Task statement:
Transfer the records into a new copy, starting at the line that has "Exercise. Spot the calm" and stopping after the final line. Keep every line, and add 105 to each coordinate number while leaving all other text unchanged.

(Entries from a dataset)
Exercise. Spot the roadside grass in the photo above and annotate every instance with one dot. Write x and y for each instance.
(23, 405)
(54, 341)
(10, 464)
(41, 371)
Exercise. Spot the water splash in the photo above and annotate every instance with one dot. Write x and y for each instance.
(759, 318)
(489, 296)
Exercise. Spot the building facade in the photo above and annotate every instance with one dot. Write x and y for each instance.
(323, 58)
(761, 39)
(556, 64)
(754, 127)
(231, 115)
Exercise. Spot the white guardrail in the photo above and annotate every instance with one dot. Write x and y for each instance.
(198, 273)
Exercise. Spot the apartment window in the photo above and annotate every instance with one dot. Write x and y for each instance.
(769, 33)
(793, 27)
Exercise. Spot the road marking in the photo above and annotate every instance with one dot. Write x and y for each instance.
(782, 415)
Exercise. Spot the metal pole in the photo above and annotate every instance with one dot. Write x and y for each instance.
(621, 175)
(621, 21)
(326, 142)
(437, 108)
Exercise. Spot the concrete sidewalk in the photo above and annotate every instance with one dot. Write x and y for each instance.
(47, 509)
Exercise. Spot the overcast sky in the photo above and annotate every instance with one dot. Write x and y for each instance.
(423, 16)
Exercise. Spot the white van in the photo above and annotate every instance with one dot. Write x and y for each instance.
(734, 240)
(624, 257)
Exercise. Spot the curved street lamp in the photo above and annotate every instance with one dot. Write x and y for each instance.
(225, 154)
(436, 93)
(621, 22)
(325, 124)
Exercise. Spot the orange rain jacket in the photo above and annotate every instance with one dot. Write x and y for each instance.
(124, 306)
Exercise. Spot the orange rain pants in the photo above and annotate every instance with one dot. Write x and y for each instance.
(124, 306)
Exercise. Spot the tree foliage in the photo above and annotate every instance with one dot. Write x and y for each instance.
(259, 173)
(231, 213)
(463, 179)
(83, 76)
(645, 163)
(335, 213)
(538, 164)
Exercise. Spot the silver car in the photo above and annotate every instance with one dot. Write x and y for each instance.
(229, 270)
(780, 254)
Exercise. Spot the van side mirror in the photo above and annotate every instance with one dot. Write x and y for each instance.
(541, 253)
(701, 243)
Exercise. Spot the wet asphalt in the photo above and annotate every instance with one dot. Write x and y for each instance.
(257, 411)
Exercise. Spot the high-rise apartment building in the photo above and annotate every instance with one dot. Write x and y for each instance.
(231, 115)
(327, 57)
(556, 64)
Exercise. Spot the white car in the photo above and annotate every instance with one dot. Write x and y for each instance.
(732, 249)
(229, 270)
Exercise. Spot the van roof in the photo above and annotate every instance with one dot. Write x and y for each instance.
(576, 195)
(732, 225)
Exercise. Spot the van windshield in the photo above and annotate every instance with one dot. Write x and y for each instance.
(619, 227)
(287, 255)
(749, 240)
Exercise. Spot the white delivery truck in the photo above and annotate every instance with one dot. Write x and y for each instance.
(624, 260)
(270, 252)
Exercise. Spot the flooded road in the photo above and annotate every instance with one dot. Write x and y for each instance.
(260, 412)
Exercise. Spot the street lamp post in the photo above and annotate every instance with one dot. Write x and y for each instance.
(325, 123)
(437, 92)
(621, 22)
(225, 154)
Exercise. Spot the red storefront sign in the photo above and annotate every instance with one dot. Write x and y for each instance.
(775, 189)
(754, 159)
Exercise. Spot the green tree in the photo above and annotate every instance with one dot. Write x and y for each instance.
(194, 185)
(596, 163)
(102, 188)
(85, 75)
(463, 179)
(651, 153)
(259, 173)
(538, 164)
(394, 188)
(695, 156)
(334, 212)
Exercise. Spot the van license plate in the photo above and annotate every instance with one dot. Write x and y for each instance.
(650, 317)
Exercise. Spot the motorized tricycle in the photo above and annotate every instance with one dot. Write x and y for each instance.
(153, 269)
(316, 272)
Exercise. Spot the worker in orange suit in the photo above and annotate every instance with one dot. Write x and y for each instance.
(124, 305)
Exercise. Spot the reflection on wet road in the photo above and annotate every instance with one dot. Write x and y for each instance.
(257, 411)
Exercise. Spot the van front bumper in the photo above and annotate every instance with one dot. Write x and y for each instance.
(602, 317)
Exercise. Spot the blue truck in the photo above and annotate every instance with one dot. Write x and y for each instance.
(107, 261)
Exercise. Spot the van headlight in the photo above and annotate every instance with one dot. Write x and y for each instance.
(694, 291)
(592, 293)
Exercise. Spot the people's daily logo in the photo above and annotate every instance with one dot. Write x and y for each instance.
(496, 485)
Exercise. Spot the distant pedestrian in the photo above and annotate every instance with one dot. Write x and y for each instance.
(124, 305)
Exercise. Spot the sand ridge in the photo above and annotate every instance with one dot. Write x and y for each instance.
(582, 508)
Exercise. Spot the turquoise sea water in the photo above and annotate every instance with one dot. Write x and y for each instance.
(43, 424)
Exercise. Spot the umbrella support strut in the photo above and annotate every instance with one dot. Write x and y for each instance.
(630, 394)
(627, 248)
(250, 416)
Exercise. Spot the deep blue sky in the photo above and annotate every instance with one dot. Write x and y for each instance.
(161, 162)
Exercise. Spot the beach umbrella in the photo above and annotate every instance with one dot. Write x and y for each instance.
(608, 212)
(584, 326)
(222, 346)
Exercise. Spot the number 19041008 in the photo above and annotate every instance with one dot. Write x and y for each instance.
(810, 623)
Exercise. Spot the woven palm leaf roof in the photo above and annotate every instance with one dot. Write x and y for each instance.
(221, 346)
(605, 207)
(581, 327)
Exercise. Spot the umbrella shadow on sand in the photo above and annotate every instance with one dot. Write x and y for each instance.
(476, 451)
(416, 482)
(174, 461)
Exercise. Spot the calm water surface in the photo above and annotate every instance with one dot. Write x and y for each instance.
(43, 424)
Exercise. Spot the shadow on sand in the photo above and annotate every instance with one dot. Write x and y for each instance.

Result for this task:
Exercise. Spot the calm water surface in the photo above and annotate every instance with one dot. Write x and y for each instance.
(148, 529)
Exercise. Spot the shadow on sand in the photo above and annotate every instance with one dot. Write x and y for each instance.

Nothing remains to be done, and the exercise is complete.